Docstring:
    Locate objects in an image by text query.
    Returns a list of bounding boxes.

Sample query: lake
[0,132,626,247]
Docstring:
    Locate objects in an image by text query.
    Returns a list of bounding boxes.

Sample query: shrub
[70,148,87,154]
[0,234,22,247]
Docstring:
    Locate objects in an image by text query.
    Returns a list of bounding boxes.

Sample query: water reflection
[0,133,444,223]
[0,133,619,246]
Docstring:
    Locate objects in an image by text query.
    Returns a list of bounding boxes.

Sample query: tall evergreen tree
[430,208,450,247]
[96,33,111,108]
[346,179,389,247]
━━━━━━━━━━━━━━━━
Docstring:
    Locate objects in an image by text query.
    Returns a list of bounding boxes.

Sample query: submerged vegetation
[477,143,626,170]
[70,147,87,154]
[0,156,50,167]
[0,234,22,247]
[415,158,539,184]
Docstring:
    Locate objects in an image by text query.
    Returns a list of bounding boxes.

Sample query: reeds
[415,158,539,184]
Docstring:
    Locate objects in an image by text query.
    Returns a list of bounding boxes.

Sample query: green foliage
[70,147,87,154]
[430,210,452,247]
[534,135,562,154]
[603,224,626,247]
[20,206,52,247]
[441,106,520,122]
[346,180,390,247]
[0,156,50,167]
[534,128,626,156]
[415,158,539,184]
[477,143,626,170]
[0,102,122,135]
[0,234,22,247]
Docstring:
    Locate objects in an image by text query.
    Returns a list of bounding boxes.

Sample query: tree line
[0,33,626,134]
━━━━━━━━━━━━━━━━
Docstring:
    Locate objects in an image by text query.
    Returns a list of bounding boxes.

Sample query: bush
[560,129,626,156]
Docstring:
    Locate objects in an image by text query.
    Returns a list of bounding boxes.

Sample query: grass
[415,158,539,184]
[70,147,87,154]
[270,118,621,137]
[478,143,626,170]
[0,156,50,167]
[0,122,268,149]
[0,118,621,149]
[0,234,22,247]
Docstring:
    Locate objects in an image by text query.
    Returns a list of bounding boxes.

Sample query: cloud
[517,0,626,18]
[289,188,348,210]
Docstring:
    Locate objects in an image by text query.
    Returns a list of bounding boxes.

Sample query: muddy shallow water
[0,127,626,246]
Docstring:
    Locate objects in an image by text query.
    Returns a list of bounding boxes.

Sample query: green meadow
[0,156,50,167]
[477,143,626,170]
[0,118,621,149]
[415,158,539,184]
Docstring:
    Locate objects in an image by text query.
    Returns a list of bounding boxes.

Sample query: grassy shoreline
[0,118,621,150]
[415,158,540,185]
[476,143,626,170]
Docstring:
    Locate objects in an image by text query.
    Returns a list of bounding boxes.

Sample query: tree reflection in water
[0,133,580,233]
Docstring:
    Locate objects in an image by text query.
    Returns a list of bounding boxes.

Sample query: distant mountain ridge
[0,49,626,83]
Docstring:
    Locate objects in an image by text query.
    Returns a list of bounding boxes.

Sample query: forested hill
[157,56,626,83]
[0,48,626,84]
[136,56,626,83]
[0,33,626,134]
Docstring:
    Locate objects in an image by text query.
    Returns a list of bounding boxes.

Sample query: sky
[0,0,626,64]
━━━━━━━━━━━━━━━━
## EXERCISE REQUIREMENTS
How many lines in the records above contain the word "water"? Case counts. Reply with the number only.

## TASK SOLUTION
3